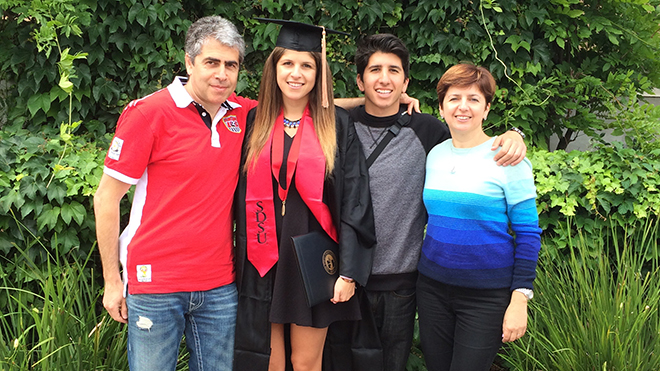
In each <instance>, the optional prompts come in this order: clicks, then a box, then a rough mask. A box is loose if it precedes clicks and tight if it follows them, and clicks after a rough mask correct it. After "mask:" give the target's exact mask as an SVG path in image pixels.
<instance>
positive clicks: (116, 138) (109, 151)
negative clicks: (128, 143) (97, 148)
mask: <svg viewBox="0 0 660 371" xmlns="http://www.w3.org/2000/svg"><path fill="white" fill-rule="evenodd" d="M123 145H124V140H123V139H120V138H117V137H114V138H113V139H112V144H111V145H110V149H108V158H111V159H113V160H115V161H119V155H121V147H122V146H123Z"/></svg>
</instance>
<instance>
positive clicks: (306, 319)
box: [234, 109, 375, 371]
mask: <svg viewBox="0 0 660 371" xmlns="http://www.w3.org/2000/svg"><path fill="white" fill-rule="evenodd" d="M336 118H337V119H336V128H337V154H336V156H335V169H334V171H333V173H332V174H331V176H329V177H328V178H326V180H325V181H324V188H323V202H324V203H325V204H326V205H327V206H328V208H329V210H330V214H331V216H332V220H333V223H334V225H335V227H336V228H337V231H338V239H339V241H338V242H339V273H340V275H343V276H347V277H351V278H353V279H355V280H356V281H357V282H358V283H359V284H361V285H365V284H366V281H367V279H368V277H369V274H370V271H371V264H372V250H371V247H372V246H373V245H374V243H375V229H374V222H373V209H372V206H371V196H370V193H369V183H368V169H367V166H366V163H365V159H364V153H363V151H362V148H361V147H360V142H359V139H358V137H357V134H356V132H355V127H354V126H353V124H352V122H350V120H349V116H348V113H347V112H346V111H344V110H342V109H337V110H336ZM253 121H254V110H253V111H251V112H250V114H249V115H248V120H247V125H246V138H247V137H249V133H250V130H251V128H252V123H253ZM285 137H286V135H285ZM244 161H245V148H244V151H243V156H242V163H244ZM294 177H295V175H294ZM273 183H274V184H273V186H274V189H273V190H274V192H273V195H274V197H275V199H276V202H274V204H275V215H276V219H277V218H279V220H277V222H276V223H277V230H278V234H279V235H278V239H279V241H280V244H279V253H280V255H279V260H278V263H277V264H276V266H275V267H274V268H273V269H271V270H270V271H269V272H268V273H266V275H265V276H264V277H260V276H259V273H258V272H257V270H256V269H255V267H254V266H253V265H252V263H250V261H249V260H248V259H247V239H246V215H245V195H246V177H245V174H244V173H241V176H240V177H239V182H238V187H237V191H236V200H235V213H236V254H235V257H236V284H237V287H238V294H239V295H238V311H237V319H236V338H235V351H234V370H237V371H239V370H251V371H252V370H254V371H260V370H263V371H266V370H268V362H269V358H270V326H271V322H275V323H296V324H299V325H303V326H313V327H326V326H328V325H329V324H330V323H332V322H335V321H340V320H342V319H355V318H356V316H357V318H359V307H358V305H357V303H356V300H355V299H351V300H349V301H348V302H346V303H340V304H337V305H334V304H332V303H331V302H327V303H321V304H319V305H317V306H315V307H314V308H311V309H310V308H308V307H307V304H306V302H305V298H304V291H303V288H302V282H301V280H300V274H299V273H298V270H297V269H298V268H297V266H296V265H295V259H294V258H293V247H292V245H291V242H290V237H291V236H295V235H298V234H302V233H307V232H309V231H312V230H321V227H320V225H318V222H317V221H316V220H315V218H314V217H313V216H312V214H311V212H310V211H309V209H308V208H307V206H306V205H305V203H304V202H303V201H302V199H301V198H300V196H299V194H298V192H297V191H296V190H295V185H294V186H292V187H291V189H290V190H289V194H288V196H287V204H286V215H285V217H284V218H282V217H281V203H280V202H277V200H278V197H277V196H276V195H277V188H275V187H276V182H275V180H274V179H273ZM292 183H294V182H292ZM278 204H279V205H278Z"/></svg>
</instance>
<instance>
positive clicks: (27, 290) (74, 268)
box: [0, 240, 127, 371]
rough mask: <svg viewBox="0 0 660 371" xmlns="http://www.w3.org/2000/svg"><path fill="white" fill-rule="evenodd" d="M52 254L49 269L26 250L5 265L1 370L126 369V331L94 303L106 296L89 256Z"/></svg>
mask: <svg viewBox="0 0 660 371" xmlns="http://www.w3.org/2000/svg"><path fill="white" fill-rule="evenodd" d="M32 242H33V243H36V241H35V240H32ZM41 247H42V248H44V249H45V246H41ZM53 253H54V255H53V256H51V260H49V262H48V263H47V265H46V269H45V270H42V269H40V268H38V267H37V265H36V262H35V261H32V260H31V259H30V258H29V256H28V255H27V251H19V252H18V253H17V254H16V256H15V258H16V259H14V260H6V259H5V260H4V261H3V262H2V264H0V285H1V287H0V292H1V293H2V297H3V300H4V301H6V302H5V303H3V305H2V308H3V309H2V311H1V312H0V369H2V370H6V371H14V370H15V371H21V370H28V369H29V370H43V371H46V370H80V371H83V370H101V369H102V370H125V369H126V364H127V360H126V330H125V328H123V327H122V326H121V325H120V324H119V323H118V322H114V321H113V320H112V319H111V318H110V316H109V315H107V313H105V310H104V309H103V308H102V307H99V306H97V305H96V304H95V303H99V302H100V299H101V291H100V287H99V286H98V285H97V284H95V282H97V280H95V279H94V276H95V275H96V274H97V273H96V272H95V271H94V269H93V268H92V266H91V265H92V264H90V263H91V260H90V255H87V256H84V255H80V254H74V253H68V254H63V253H61V252H59V251H54V252H53ZM19 255H22V256H21V257H20V258H19ZM7 266H14V267H15V270H14V272H19V271H22V272H23V275H25V276H32V277H33V278H34V280H35V282H36V283H37V286H36V289H34V290H30V289H27V288H26V287H25V286H24V285H23V284H22V283H21V281H19V280H14V279H13V277H12V274H14V273H12V272H10V271H8V270H7V269H6V267H7Z"/></svg>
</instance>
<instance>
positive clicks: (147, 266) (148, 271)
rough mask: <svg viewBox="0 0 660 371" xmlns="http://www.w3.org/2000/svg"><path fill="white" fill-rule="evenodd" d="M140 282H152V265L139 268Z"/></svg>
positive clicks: (142, 266)
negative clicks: (151, 271) (151, 266)
mask: <svg viewBox="0 0 660 371" xmlns="http://www.w3.org/2000/svg"><path fill="white" fill-rule="evenodd" d="M137 275H138V282H151V264H142V265H138V266H137Z"/></svg>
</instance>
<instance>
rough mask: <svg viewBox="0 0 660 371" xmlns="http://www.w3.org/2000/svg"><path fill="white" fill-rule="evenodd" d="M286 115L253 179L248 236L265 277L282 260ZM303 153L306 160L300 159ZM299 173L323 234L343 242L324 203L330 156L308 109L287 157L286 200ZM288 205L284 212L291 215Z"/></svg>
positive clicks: (296, 186)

What needs to be done
Please retype the records above exactly, leaving every image out.

Answer section
In each <instance>, the optional prompts come in this order: clicks, then a box, then a rough mask. A box is loose if it precedes clicks and tight if it follows them, and clicks after a rough mask correct it. After "mask:" give the target's exact mask as an SVG path in image pixels.
<instance>
positive clicks: (116, 138) (109, 151)
negative clicks: (128, 143) (97, 148)
mask: <svg viewBox="0 0 660 371" xmlns="http://www.w3.org/2000/svg"><path fill="white" fill-rule="evenodd" d="M123 145H124V140H123V139H120V138H117V137H114V138H113V139H112V144H111V145H110V149H108V158H111V159H113V160H115V161H119V155H121V147H122V146H123Z"/></svg>
</instance>
<instance>
positive clicks: (306, 319)
box: [234, 109, 375, 371]
mask: <svg viewBox="0 0 660 371" xmlns="http://www.w3.org/2000/svg"><path fill="white" fill-rule="evenodd" d="M336 118H337V119H336V128H337V154H336V156H335V169H334V171H333V173H332V174H331V176H329V177H328V178H326V180H325V181H324V188H323V202H324V203H325V204H326V205H327V206H328V208H329V210H330V214H331V216H332V220H333V223H334V225H335V227H336V228H337V231H338V239H339V241H338V242H339V273H340V275H343V276H347V277H351V278H353V279H355V280H356V281H357V282H358V283H359V284H361V285H365V284H366V281H367V279H368V277H369V274H370V271H371V264H372V250H371V247H372V246H373V245H374V243H375V229H374V222H373V209H372V206H371V196H370V193H369V183H368V169H367V166H366V163H365V159H364V153H363V151H362V148H361V147H360V142H359V139H358V137H357V134H356V132H355V127H354V126H353V124H352V122H350V120H349V116H348V113H347V112H346V111H344V110H342V109H337V110H336ZM253 121H254V110H253V111H251V112H250V114H249V115H248V120H247V125H246V138H247V137H249V133H250V130H251V128H252V123H253ZM285 137H286V135H285ZM244 161H245V148H244V151H243V156H242V163H244ZM294 177H295V175H294ZM273 183H274V184H273V186H274V189H273V190H274V192H273V195H274V197H275V199H276V202H274V204H275V215H276V219H277V218H279V220H277V222H276V223H277V230H278V234H279V235H278V239H279V241H280V244H279V253H280V255H279V260H278V263H277V264H276V266H275V267H274V268H273V269H271V270H270V271H269V272H268V273H266V275H265V276H264V277H260V276H259V273H258V272H257V270H256V269H255V267H254V266H253V265H252V263H250V261H249V260H248V259H247V239H246V215H245V195H246V177H245V174H244V173H241V176H240V177H239V182H238V187H237V191H236V200H235V213H236V254H235V257H236V284H237V287H238V294H239V295H238V311H237V319H236V338H235V351H234V370H237V371H239V370H251V371H252V370H254V371H260V370H263V371H266V370H268V362H269V358H270V326H271V322H275V323H296V324H299V325H303V326H313V327H326V326H328V325H329V324H330V323H332V322H335V321H340V320H342V319H355V318H356V316H357V318H359V307H358V305H357V303H356V300H355V299H351V300H349V301H348V302H346V303H340V304H337V305H334V304H332V303H331V302H327V303H321V304H319V305H317V306H315V307H314V308H311V309H310V308H308V307H307V304H306V302H305V298H304V291H303V288H302V282H301V280H300V274H299V273H298V270H297V269H298V268H297V266H296V265H295V259H294V258H293V247H292V245H291V242H290V237H291V236H295V235H298V234H302V233H307V232H309V231H312V230H321V227H320V225H318V222H317V221H316V220H315V218H314V217H313V216H312V214H311V212H310V211H309V209H308V208H307V206H306V205H305V203H304V202H303V201H302V199H301V198H300V196H299V194H298V192H297V191H296V190H295V185H294V186H292V187H291V189H290V190H289V194H288V196H287V204H286V215H285V217H284V218H282V217H281V203H280V202H277V200H278V197H277V196H276V195H277V188H275V187H276V182H275V180H274V179H273ZM292 183H294V182H292ZM278 204H279V205H278Z"/></svg>
</instance>
<instance>
positive clicks: (27, 290) (74, 268)
box: [0, 240, 127, 371]
rough mask: <svg viewBox="0 0 660 371" xmlns="http://www.w3.org/2000/svg"><path fill="white" fill-rule="evenodd" d="M52 254L49 269L26 250L5 265L1 370L126 369V331L94 303L106 296L89 256Z"/></svg>
mask: <svg viewBox="0 0 660 371" xmlns="http://www.w3.org/2000/svg"><path fill="white" fill-rule="evenodd" d="M32 242H33V243H36V241H35V240H32ZM41 247H42V248H44V249H45V246H41ZM53 253H54V255H53V256H51V260H49V262H48V263H47V265H46V269H45V270H42V269H40V268H38V267H37V265H36V262H35V261H32V260H31V259H30V258H29V256H28V255H27V251H19V252H18V253H17V254H16V256H15V258H16V259H14V260H6V259H5V260H4V261H3V262H2V264H0V285H1V287H0V292H1V293H2V297H3V300H4V301H6V302H5V303H3V305H2V308H3V309H2V311H1V312H0V369H2V370H6V371H14V370H15V371H21V370H28V369H29V370H43V371H46V370H80V371H83V370H101V369H102V370H125V369H126V364H127V360H126V330H125V328H123V327H122V326H121V325H120V324H119V323H118V322H114V321H113V320H112V319H111V318H110V316H109V315H107V313H105V310H104V309H103V308H102V307H99V306H97V305H96V304H95V303H99V302H100V299H101V291H100V287H99V286H98V285H97V284H95V282H97V280H95V279H94V276H95V275H96V274H97V273H96V272H95V271H94V269H93V268H92V266H91V265H92V264H90V263H91V260H90V255H87V256H84V255H80V254H74V253H68V254H63V253H61V252H59V251H54V252H53ZM19 255H22V256H21V257H20V258H19ZM7 266H14V267H15V270H14V272H19V271H22V272H23V275H25V276H32V277H33V278H34V280H35V282H36V283H37V286H36V289H34V290H30V289H27V288H26V287H25V286H24V285H23V284H22V283H21V281H19V280H14V279H13V277H12V274H14V273H12V272H10V271H8V270H7V269H6V267H7Z"/></svg>
</instance>
<instance>
positive clicks: (147, 266) (148, 271)
rough mask: <svg viewBox="0 0 660 371" xmlns="http://www.w3.org/2000/svg"><path fill="white" fill-rule="evenodd" d="M140 282H152V265L139 268Z"/></svg>
positive clicks: (142, 266)
negative clicks: (151, 271) (151, 266)
mask: <svg viewBox="0 0 660 371" xmlns="http://www.w3.org/2000/svg"><path fill="white" fill-rule="evenodd" d="M137 275H138V282H151V264H142V265H138V266H137Z"/></svg>
</instance>
<instance>
rough mask: <svg viewBox="0 0 660 371" xmlns="http://www.w3.org/2000/svg"><path fill="white" fill-rule="evenodd" d="M286 115L253 179L248 236L265 277L282 260ZM303 153L306 160L300 159ZM299 173L323 234L343 242L324 203L330 156L308 109L287 157L286 200ZM288 205L284 212L291 215Z"/></svg>
positive clicks: (296, 186)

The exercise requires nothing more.